◆ What you are asked to do
Retrieve all lines below that have the string "leaf".

Stored data entries

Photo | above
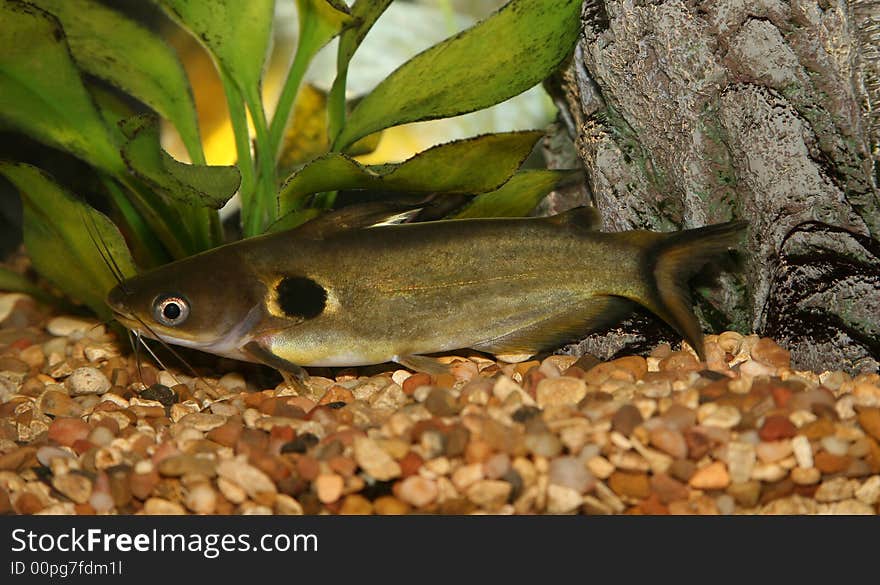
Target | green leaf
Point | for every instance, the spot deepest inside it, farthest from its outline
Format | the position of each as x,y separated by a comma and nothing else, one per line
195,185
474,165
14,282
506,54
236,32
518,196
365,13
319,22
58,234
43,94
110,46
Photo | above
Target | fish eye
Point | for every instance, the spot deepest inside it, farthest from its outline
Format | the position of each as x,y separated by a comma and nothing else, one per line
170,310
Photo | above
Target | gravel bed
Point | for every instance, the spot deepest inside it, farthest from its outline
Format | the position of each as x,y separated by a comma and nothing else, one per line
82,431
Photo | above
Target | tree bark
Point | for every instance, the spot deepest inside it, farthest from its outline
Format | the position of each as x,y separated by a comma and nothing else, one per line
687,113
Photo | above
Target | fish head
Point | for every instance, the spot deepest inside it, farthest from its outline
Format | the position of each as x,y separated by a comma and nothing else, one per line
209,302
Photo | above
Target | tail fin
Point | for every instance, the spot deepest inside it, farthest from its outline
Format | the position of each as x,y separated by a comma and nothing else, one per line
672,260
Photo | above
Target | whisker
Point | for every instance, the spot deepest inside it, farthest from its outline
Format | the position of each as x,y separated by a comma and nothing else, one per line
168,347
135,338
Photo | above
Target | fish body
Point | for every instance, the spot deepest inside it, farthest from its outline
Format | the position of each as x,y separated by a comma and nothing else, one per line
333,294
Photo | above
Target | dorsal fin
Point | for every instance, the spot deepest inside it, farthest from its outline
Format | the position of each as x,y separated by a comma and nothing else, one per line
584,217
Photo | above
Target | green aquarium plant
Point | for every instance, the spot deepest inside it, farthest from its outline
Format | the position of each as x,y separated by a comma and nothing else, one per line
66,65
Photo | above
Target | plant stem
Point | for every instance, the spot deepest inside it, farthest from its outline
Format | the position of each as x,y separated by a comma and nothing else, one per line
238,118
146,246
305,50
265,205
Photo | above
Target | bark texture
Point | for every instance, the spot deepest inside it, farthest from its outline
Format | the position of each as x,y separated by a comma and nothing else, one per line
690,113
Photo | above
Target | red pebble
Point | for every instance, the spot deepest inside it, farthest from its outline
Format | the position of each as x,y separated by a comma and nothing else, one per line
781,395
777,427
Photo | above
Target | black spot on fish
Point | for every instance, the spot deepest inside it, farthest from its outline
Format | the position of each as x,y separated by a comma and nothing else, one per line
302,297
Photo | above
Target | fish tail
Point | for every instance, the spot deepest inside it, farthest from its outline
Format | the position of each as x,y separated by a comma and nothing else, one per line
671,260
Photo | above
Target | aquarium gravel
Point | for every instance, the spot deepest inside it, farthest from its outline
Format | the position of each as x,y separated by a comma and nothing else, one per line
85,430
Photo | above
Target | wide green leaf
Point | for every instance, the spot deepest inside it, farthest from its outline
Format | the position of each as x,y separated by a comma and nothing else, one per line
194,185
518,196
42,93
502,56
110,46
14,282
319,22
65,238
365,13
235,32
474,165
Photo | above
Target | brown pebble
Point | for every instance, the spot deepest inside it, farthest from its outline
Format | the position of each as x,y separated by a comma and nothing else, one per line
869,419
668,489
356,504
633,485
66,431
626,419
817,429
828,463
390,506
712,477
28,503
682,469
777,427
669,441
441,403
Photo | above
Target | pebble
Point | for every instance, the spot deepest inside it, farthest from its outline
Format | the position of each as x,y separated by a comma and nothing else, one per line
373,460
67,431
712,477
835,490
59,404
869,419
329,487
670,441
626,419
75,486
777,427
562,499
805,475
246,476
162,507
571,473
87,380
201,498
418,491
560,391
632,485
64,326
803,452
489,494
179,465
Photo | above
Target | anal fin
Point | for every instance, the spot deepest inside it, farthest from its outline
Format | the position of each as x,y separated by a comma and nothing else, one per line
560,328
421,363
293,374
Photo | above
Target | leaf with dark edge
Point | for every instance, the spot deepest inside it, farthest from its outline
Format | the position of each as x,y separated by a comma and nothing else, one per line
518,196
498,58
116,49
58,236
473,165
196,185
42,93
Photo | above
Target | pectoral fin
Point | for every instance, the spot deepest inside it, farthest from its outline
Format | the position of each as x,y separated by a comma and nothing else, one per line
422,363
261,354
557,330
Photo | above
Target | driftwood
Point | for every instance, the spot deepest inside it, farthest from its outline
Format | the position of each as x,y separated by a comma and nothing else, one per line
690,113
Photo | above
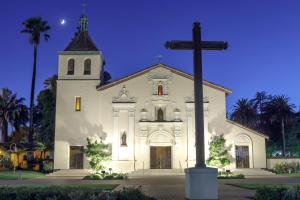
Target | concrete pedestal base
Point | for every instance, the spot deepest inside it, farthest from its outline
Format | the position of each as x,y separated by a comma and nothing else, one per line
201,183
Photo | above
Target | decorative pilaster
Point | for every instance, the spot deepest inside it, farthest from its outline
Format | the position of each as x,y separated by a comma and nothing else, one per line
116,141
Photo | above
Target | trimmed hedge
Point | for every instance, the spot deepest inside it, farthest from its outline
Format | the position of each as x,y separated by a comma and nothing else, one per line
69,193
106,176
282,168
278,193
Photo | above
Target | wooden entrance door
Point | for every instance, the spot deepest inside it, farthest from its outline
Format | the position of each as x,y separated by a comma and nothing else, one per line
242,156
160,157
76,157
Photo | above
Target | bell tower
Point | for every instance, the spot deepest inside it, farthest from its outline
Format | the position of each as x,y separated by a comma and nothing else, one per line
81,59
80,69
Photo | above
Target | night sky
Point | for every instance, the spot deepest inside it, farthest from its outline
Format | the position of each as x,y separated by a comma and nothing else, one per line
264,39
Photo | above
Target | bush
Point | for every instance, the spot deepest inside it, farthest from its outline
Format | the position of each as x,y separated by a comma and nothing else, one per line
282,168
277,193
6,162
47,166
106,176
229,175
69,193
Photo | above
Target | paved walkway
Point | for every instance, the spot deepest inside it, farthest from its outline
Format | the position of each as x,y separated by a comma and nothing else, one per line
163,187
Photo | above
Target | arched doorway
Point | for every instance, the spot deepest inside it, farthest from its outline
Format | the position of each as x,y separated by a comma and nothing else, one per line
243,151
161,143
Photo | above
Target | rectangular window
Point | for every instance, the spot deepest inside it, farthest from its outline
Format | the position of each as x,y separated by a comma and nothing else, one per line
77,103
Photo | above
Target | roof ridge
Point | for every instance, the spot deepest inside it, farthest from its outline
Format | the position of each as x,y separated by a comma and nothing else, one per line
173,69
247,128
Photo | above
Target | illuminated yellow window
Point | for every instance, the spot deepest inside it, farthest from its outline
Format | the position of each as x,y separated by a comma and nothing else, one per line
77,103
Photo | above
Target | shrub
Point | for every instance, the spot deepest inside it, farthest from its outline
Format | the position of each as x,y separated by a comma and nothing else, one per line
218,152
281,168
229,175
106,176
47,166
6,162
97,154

◆ Response
Target | green leaf
Target | wide green leaf
Target | leaf with dark edge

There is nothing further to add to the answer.